## start Source records

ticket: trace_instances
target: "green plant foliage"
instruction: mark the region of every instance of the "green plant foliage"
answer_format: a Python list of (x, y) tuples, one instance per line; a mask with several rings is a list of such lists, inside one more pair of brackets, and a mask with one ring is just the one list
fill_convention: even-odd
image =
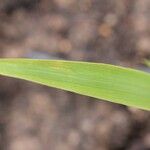
[(150, 110), (150, 74), (101, 63), (0, 59), (0, 74)]

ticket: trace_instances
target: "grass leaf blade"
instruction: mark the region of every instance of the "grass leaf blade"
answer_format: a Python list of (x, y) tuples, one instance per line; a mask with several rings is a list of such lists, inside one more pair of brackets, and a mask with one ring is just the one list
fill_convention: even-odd
[(150, 74), (113, 65), (0, 59), (0, 74), (150, 110)]

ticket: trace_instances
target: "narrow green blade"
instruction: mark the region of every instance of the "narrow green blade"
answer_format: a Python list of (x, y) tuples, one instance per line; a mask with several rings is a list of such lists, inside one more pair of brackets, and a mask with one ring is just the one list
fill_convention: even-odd
[(150, 74), (142, 71), (100, 63), (0, 59), (0, 74), (150, 110)]

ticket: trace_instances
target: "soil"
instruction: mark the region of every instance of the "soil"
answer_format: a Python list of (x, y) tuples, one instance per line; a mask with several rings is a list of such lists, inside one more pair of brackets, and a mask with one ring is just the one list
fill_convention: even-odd
[[(0, 0), (0, 57), (142, 68), (149, 0)], [(0, 150), (148, 150), (150, 112), (0, 77)]]

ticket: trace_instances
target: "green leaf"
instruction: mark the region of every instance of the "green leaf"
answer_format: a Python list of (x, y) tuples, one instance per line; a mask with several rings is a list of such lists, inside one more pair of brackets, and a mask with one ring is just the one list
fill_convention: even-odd
[(142, 71), (101, 63), (0, 59), (0, 74), (150, 110), (150, 74)]

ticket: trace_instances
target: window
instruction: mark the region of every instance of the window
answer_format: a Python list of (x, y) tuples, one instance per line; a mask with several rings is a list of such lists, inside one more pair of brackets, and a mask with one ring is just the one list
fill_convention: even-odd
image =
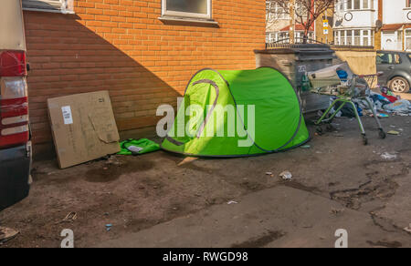
[(23, 0), (23, 9), (63, 14), (74, 14), (74, 0)]
[(211, 19), (211, 0), (163, 0), (163, 15)]
[(290, 14), (279, 3), (267, 2), (267, 15), (269, 20), (290, 19)]
[(398, 54), (378, 53), (376, 56), (377, 65), (398, 65), (401, 57)]
[[(362, 10), (362, 9), (374, 9), (374, 0), (341, 0), (342, 2), (345, 1), (347, 3), (347, 9), (348, 10)], [(411, 0), (407, 0), (410, 1)], [(341, 9), (343, 9), (341, 8)]]

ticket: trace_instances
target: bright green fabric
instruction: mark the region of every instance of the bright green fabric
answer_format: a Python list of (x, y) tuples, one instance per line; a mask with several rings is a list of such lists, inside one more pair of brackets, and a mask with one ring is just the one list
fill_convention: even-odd
[[(203, 83), (195, 84), (196, 82)], [(218, 87), (218, 96), (210, 84), (212, 82)], [(198, 133), (204, 118), (193, 122), (195, 116), (185, 113), (187, 107), (193, 104), (200, 106), (205, 110), (206, 118), (208, 114), (207, 107), (213, 106), (216, 98), (217, 105), (235, 110), (236, 125), (239, 128), (244, 128), (244, 125), (246, 128), (248, 126), (248, 106), (255, 106), (254, 144), (250, 147), (239, 147), (238, 140), (247, 139), (249, 130), (239, 130), (239, 133), (235, 130), (233, 136), (227, 136), (227, 114), (222, 115), (216, 109), (212, 115), (216, 127), (214, 127), (210, 119), (204, 128), (204, 132), (209, 130), (214, 133), (211, 136), (204, 136), (203, 132), (199, 138), (187, 134), (184, 137), (173, 137), (177, 136), (178, 124), (185, 127), (188, 125), (190, 132)], [(244, 114), (240, 114), (238, 106), (245, 107)], [(224, 128), (226, 137), (217, 137), (216, 128)], [(184, 109), (178, 110), (169, 136), (171, 137), (163, 142), (163, 148), (187, 155), (210, 157), (278, 152), (300, 146), (309, 139), (309, 132), (294, 88), (281, 73), (269, 67), (240, 71), (200, 71), (187, 87)]]
[(138, 155), (160, 149), (160, 145), (147, 138), (127, 139), (120, 143), (119, 155)]

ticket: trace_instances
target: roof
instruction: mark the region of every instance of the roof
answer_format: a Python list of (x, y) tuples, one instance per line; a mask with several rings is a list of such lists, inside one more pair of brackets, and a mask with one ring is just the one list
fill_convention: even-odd
[[(300, 24), (297, 24), (297, 25), (295, 26), (295, 30), (296, 30), (296, 31), (304, 31), (304, 30), (305, 30), (305, 27), (304, 27), (304, 26), (302, 26), (302, 25), (300, 25)], [(279, 31), (290, 31), (290, 26), (281, 28)], [(310, 31), (314, 31), (314, 26), (311, 26), (310, 27)]]
[(386, 24), (383, 26), (383, 31), (396, 31), (403, 26), (404, 24)]

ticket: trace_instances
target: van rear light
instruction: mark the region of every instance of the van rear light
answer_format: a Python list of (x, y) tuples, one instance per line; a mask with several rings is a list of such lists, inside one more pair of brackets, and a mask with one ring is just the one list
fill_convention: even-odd
[(27, 83), (25, 77), (2, 77), (0, 99), (27, 97)]
[(0, 148), (29, 140), (26, 77), (0, 77)]
[(25, 52), (0, 53), (0, 77), (25, 77), (27, 75)]

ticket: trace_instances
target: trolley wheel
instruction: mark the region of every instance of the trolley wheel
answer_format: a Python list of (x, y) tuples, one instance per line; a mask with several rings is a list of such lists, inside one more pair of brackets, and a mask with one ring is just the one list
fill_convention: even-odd
[(335, 130), (335, 128), (334, 128), (334, 127), (332, 127), (332, 124), (327, 124), (327, 128), (326, 128), (326, 129), (327, 129), (327, 131), (328, 131), (328, 132), (332, 132), (332, 131), (334, 131), (334, 130)]
[(380, 128), (380, 132), (378, 134), (380, 136), (380, 138), (385, 139), (386, 138), (386, 134), (385, 134), (385, 132), (384, 132), (383, 128)]
[(324, 130), (322, 129), (322, 128), (321, 126), (317, 127), (317, 129), (315, 130), (318, 135), (321, 136), (322, 134), (324, 134)]
[(365, 135), (363, 136), (363, 144), (364, 146), (368, 145), (368, 138), (367, 138), (367, 137)]

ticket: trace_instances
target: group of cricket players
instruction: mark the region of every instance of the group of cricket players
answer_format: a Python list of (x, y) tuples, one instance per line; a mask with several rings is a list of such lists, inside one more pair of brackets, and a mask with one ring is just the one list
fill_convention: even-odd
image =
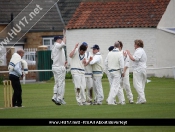
[[(64, 52), (65, 37), (56, 36), (54, 41), (51, 52), (52, 71), (55, 79), (52, 101), (56, 105), (62, 105), (66, 104), (64, 100), (67, 65)], [(133, 85), (138, 94), (136, 104), (146, 103), (144, 90), (147, 80), (147, 56), (143, 46), (142, 40), (135, 40), (135, 53), (131, 55), (129, 50), (122, 50), (121, 41), (116, 41), (113, 46), (109, 47), (109, 52), (103, 61), (99, 45), (93, 45), (92, 52), (89, 52), (87, 51), (88, 43), (77, 43), (69, 57), (71, 58), (70, 71), (78, 105), (102, 105), (104, 101), (102, 86), (104, 73), (107, 74), (110, 86), (106, 103), (108, 105), (126, 104), (124, 90), (129, 103), (133, 104), (133, 94), (129, 82), (130, 60), (133, 61)], [(118, 102), (116, 102), (116, 97), (118, 97)]]

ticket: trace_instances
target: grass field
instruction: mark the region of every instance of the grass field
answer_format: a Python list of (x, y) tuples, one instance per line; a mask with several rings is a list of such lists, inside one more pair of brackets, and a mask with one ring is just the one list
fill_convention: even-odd
[[(0, 118), (175, 118), (175, 80), (166, 78), (149, 78), (146, 84), (147, 103), (142, 105), (129, 104), (111, 106), (105, 100), (109, 92), (107, 79), (103, 79), (105, 99), (100, 106), (78, 106), (75, 100), (74, 86), (66, 80), (66, 105), (57, 106), (51, 101), (53, 82), (22, 85), (24, 108), (0, 109)], [(134, 101), (137, 94), (132, 85)], [(3, 104), (3, 85), (0, 85), (0, 108)], [(0, 132), (55, 132), (55, 131), (120, 131), (120, 132), (174, 132), (174, 126), (3, 126)]]

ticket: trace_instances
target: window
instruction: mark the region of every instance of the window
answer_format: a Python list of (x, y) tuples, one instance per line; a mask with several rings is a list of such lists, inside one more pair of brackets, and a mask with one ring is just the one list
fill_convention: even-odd
[[(54, 37), (44, 37), (43, 38), (43, 45), (48, 47), (48, 50), (52, 50), (52, 46), (54, 45)], [(64, 47), (64, 51), (65, 51), (65, 57), (67, 60), (67, 51), (66, 51), (66, 47)]]
[(48, 47), (48, 50), (52, 49), (52, 46), (54, 45), (54, 37), (45, 37), (43, 38), (43, 45)]

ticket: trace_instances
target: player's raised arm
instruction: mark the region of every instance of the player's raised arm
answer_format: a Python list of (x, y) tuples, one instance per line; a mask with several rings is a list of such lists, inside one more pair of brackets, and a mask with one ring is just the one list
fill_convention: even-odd
[(69, 54), (69, 57), (72, 58), (75, 54), (76, 49), (78, 48), (79, 43), (75, 45), (75, 48), (72, 50), (72, 52)]

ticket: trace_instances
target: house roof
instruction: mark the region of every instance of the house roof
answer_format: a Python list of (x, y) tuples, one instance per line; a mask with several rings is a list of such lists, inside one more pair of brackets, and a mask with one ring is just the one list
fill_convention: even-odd
[(82, 2), (67, 29), (157, 27), (170, 0)]
[[(70, 20), (82, 0), (59, 0), (57, 5), (65, 24)], [(31, 0), (3, 0), (0, 1), (0, 23), (7, 24), (31, 2)], [(61, 22), (56, 6), (30, 30), (30, 31), (62, 31), (64, 24)]]

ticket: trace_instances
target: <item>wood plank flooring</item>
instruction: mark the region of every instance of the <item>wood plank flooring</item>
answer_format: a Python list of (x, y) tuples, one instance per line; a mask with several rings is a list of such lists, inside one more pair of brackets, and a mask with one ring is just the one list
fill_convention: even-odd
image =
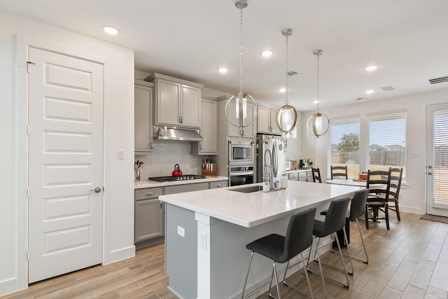
[[(391, 213), (390, 230), (384, 222), (371, 223), (368, 230), (360, 221), (369, 264), (354, 261), (355, 273), (349, 276), (349, 288), (326, 282), (328, 298), (448, 298), (448, 224), (420, 220), (419, 215), (406, 213), (402, 213), (401, 218), (398, 221)], [(355, 223), (351, 225), (350, 249), (352, 254), (362, 257), (358, 228)], [(139, 249), (134, 258), (37, 282), (1, 298), (176, 298), (167, 288), (164, 251), (163, 244)], [(335, 253), (326, 253), (323, 258), (341, 265)], [(338, 280), (344, 278), (329, 267), (324, 273)], [(282, 277), (283, 273), (279, 274)], [(314, 296), (323, 298), (320, 277), (311, 274), (310, 278)], [(309, 292), (302, 270), (288, 280)], [(305, 298), (286, 286), (281, 288), (284, 298)], [(267, 298), (267, 293), (258, 298)]]

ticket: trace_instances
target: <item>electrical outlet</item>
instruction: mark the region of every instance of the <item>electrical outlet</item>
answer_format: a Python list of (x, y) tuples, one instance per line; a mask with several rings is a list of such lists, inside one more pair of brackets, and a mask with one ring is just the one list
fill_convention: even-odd
[(181, 226), (177, 225), (177, 235), (182, 237), (185, 237), (185, 228)]

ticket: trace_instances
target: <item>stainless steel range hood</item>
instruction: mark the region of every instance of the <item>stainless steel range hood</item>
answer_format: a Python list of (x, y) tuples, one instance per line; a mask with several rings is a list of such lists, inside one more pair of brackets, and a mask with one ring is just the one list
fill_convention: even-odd
[(176, 127), (160, 127), (154, 128), (154, 139), (160, 140), (181, 140), (184, 141), (203, 141), (205, 140), (197, 130), (179, 128)]

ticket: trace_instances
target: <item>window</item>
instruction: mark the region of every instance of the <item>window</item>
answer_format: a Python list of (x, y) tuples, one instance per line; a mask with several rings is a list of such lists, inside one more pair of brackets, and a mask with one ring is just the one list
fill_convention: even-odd
[(388, 170), (403, 167), (406, 171), (406, 112), (368, 115), (369, 125), (369, 169)]
[[(349, 178), (359, 174), (359, 117), (331, 120), (330, 164), (347, 166)], [(330, 168), (330, 167), (329, 167)]]

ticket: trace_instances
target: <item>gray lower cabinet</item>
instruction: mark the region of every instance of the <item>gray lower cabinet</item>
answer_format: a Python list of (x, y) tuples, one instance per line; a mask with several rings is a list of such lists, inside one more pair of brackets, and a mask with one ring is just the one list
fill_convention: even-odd
[(136, 189), (134, 242), (137, 248), (163, 241), (165, 206), (164, 202), (159, 200), (160, 195), (227, 186), (227, 181), (223, 180)]
[(229, 185), (229, 181), (218, 181), (210, 182), (210, 189), (216, 189), (218, 188), (227, 187)]
[(158, 199), (162, 193), (161, 187), (135, 190), (135, 242), (164, 235), (164, 205)]

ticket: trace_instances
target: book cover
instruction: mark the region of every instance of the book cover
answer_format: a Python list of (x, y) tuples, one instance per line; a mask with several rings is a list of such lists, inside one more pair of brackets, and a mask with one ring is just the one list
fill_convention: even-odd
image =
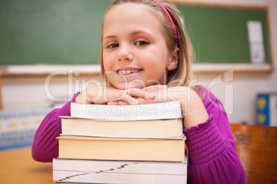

## end Source records

■ **To be done**: Copy out the listing from its first line through the line containing "[(150, 110), (150, 74), (101, 63), (0, 59), (0, 74)]", keeping both ends and reproducing each line word for word, but omit the pictures.

■ **Output for this task**:
ticket: trace_instances
target: "green plant foliage"
instruction: mark the region of every instance of the "green plant foliage"
answer_format: a Python list of (x, y) tuples, one instance per line; a mask with several rings is a list of such lists, inside one more pair of brackets, and a mask with one ring is just the one list
fill_convention: even-odd
image =
[(150, 110), (150, 74), (101, 63), (0, 59), (0, 74)]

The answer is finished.